* _WORKING DATA_:
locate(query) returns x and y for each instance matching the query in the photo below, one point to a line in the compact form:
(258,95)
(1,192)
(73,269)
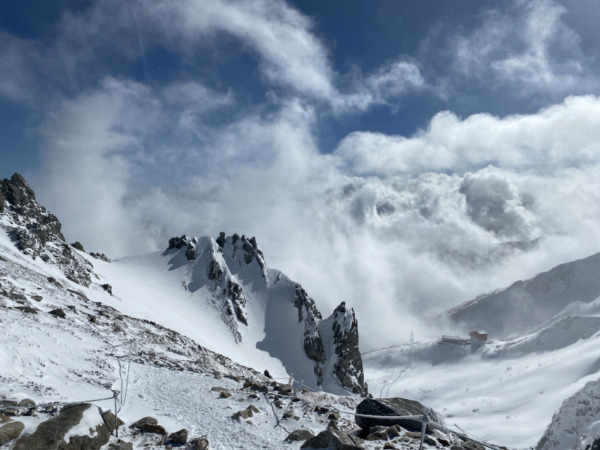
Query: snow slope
(508,390)
(167,288)
(527,305)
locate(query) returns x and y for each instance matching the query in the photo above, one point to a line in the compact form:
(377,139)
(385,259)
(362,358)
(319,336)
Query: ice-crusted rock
(392,407)
(37,232)
(52,433)
(228,265)
(348,368)
(575,424)
(313,343)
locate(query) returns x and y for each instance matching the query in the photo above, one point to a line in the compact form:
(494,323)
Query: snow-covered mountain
(189,331)
(543,350)
(528,305)
(218,292)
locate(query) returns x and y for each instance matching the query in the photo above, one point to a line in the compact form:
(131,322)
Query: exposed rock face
(229,264)
(334,439)
(393,407)
(37,233)
(348,367)
(10,431)
(299,435)
(308,312)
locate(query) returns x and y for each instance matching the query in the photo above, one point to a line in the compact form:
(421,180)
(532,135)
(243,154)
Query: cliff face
(260,306)
(37,232)
(243,288)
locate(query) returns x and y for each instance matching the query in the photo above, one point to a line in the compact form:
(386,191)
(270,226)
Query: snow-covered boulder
(37,232)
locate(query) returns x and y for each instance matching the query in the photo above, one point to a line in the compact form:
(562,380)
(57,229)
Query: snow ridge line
(423,417)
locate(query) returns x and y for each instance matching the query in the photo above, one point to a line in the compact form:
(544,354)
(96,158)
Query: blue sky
(412,141)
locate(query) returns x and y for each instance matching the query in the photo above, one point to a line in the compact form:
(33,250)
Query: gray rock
(299,435)
(107,287)
(58,313)
(121,445)
(349,368)
(78,246)
(198,444)
(100,256)
(334,439)
(144,421)
(246,413)
(50,434)
(27,309)
(10,431)
(148,425)
(178,437)
(392,407)
(33,228)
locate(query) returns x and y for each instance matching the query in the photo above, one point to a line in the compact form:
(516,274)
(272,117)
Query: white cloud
(563,135)
(400,227)
(528,48)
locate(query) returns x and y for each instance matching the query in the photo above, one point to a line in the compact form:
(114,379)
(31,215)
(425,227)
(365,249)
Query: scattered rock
(178,437)
(299,435)
(334,416)
(144,421)
(246,413)
(378,434)
(332,425)
(252,384)
(392,407)
(120,446)
(58,313)
(27,309)
(78,246)
(50,434)
(198,444)
(10,431)
(335,440)
(218,389)
(107,287)
(148,425)
(284,389)
(232,377)
(100,256)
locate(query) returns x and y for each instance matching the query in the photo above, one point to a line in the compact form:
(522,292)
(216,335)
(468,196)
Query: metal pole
(116,417)
(424,427)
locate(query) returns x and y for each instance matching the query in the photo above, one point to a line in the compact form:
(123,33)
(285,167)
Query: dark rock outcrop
(392,407)
(51,433)
(348,367)
(78,246)
(10,431)
(58,313)
(178,437)
(31,228)
(149,425)
(334,439)
(299,435)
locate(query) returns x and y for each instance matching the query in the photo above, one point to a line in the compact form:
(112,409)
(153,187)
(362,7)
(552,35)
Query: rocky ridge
(37,232)
(228,260)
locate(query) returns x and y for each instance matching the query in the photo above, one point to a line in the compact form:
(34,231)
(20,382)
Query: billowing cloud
(399,226)
(528,48)
(563,135)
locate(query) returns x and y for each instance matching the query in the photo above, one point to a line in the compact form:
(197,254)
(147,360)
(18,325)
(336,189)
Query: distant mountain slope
(218,292)
(528,305)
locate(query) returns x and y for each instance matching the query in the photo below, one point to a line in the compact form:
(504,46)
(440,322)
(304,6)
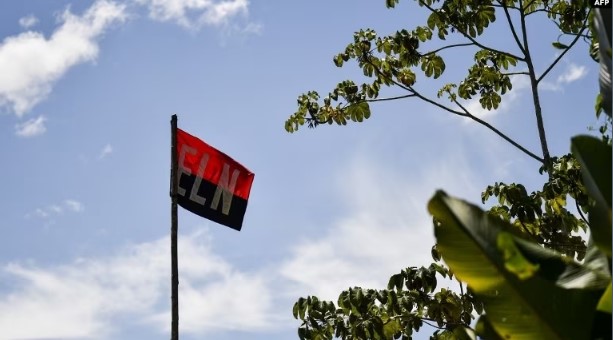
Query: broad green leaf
(594,156)
(359,111)
(593,274)
(604,305)
(532,308)
(484,329)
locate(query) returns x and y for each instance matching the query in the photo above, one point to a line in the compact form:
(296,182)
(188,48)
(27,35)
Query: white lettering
(225,190)
(194,194)
(182,169)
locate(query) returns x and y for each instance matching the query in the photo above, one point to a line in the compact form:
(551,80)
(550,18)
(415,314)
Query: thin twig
(448,46)
(506,13)
(515,73)
(563,53)
(498,132)
(389,98)
(473,40)
(581,214)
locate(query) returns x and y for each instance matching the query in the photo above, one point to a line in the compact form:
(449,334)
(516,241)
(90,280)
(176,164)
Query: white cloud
(31,63)
(572,73)
(28,21)
(520,83)
(73,205)
(386,229)
(57,209)
(194,14)
(107,150)
(32,127)
(91,297)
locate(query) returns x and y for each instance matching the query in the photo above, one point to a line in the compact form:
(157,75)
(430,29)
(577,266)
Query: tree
(533,239)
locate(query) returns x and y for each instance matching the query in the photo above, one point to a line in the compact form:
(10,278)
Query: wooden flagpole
(174,263)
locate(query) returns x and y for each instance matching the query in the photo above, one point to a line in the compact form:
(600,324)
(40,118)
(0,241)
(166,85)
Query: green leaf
(359,111)
(604,305)
(514,261)
(485,330)
(559,45)
(529,308)
(594,156)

* _WHAT IS ASKED_: Every line of the material is to be quoted exactly, with no pictures carried over.

* _RESULT_:
locate(query) returns x and y for each instance matching the query in the photo below, one point to a line in the compact form:
(258,95)
(1,192)
(73,269)
Query: snow slope
(508,390)
(167,288)
(527,305)
locate(query) returns x and y for each instance matching the query in the photo above, one point to a line in the compact form:
(377,139)
(385,259)
(362,358)
(319,336)
Query: ice-crusted rock
(392,407)
(37,232)
(52,433)
(228,265)
(348,368)
(575,424)
(313,343)
locate(query) returns x and y for each instance matching the query in the photo above, one point to a line in the compact form:
(494,323)
Query: snow-covered mountain
(189,331)
(543,350)
(528,305)
(218,292)
locate(query) returns x and y for each instance matching the query in the photo above, one point to a line in the compact form:
(131,322)
Query: exposed rock face
(229,264)
(334,439)
(393,407)
(37,233)
(348,367)
(10,431)
(299,435)
(308,312)
locate(query) returns x and y for each instance matching the query in the photo above, one point to a line in the compact form:
(421,180)
(532,135)
(243,154)
Query: cliff face
(260,306)
(37,232)
(243,288)
locate(query) returns x and y for each instance matching the query in the photo above, one point to a line in the compact form:
(386,191)
(270,226)
Query: snow-covered boulder
(37,232)
locate(query) returns x and y for each instance matching the query in the photo above, one point to a line in the compact form:
(562,380)
(57,229)
Query: snow ridge line
(423,417)
locate(query) returns x and y for each instance matching the query in the photo above, one point to a line in the compact form:
(544,354)
(96,158)
Query: blue sky
(412,141)
locate(query) returns x and y for each instance matching the query in the photo above, one point to a line in the compact form:
(33,250)
Query: gray rock
(299,435)
(107,287)
(58,313)
(121,445)
(349,368)
(78,246)
(198,444)
(100,256)
(334,439)
(144,421)
(246,413)
(50,434)
(27,309)
(10,431)
(148,425)
(178,437)
(392,407)
(33,228)
locate(query) returns x and y for each instance matching the query in the photo above, one point to a line in the compact form:
(516,274)
(272,117)
Query: white cloud
(563,135)
(400,227)
(528,48)
locate(query) returns x and y for each instance matching the query in the photo above, one point to a line in the compact form:
(114,379)
(31,215)
(425,227)
(365,249)
Query: scattered rock
(178,437)
(299,435)
(334,416)
(144,421)
(246,413)
(378,434)
(332,425)
(252,384)
(392,407)
(120,446)
(58,313)
(27,309)
(78,246)
(50,434)
(198,444)
(10,431)
(335,440)
(218,389)
(107,287)
(148,425)
(284,389)
(232,377)
(100,256)
locate(query) returns x and y for each instance matching the query in the photo above, one point to a line in the compact form:
(522,292)
(216,335)
(468,196)
Query: metal pole
(116,417)
(424,427)
locate(query) returns x and y for each instance matching the query in the photo above, one point to a line in the compact form:
(123,33)
(285,167)
Query: dark rock outcrop
(392,407)
(51,433)
(348,367)
(78,246)
(10,431)
(58,313)
(178,437)
(31,228)
(149,425)
(334,439)
(299,435)
locate(query) returns x and y for each instance matching the query in the photo above, one point to a line in the compact form:
(112,409)
(153,187)
(362,7)
(552,35)
Query: rocky ridge
(37,232)
(228,260)
locate(query) returns x and y for each instance matching the query in the photo above, one point to a line in the compact form:
(34,231)
(20,382)
Query: billowing cloud
(399,226)
(528,48)
(563,135)
locate(query) returns x and y for each instance matching the query in the photo above, one point to a line in the compact form:
(197,254)
(147,360)
(18,325)
(336,189)
Query: distant mountain slope
(218,292)
(528,305)
locate(query) returns x and y for each instance matching the query in the photo below, one point to a line in the compact form:
(504,46)
(440,322)
(304,6)
Query: broad green leaf
(594,156)
(359,111)
(593,274)
(604,305)
(532,308)
(484,329)
locate(query) returns x and y for each instance matching the query in the photo above, one point to a line in the compact form:
(296,182)
(188,48)
(27,35)
Query: white lettering
(225,190)
(194,194)
(182,169)
locate(query) returns x and y for each instance matching the query in the photo above, one point to a line in the compact form:
(551,80)
(550,18)
(415,314)
Query: thin twig
(448,46)
(506,13)
(515,73)
(563,53)
(498,132)
(389,98)
(473,40)
(581,214)
locate(query) returns x and y for each instance matching the query in the photo above, one point to a line in the compact form:
(449,334)
(516,241)
(90,280)
(176,164)
Query: white cloud
(31,63)
(572,73)
(28,21)
(520,83)
(73,205)
(386,229)
(57,209)
(194,14)
(107,150)
(32,127)
(91,297)
locate(query) returns x and y for each instance matching the query in the photo above, one point to a line in the compact form:
(157,75)
(430,29)
(577,266)
Query: tree
(533,239)
locate(query) returns x and y for each instance matching the query in the photo above, one point to a line in the compact form:
(10,278)
Query: wooden flagpole
(174,263)
locate(query) returns x and y for each instance matching the query in the photo above, one point to a line in the compact form:
(600,324)
(40,118)
(0,241)
(166,85)
Query: green leaf
(359,111)
(604,305)
(514,261)
(485,330)
(559,45)
(529,308)
(594,156)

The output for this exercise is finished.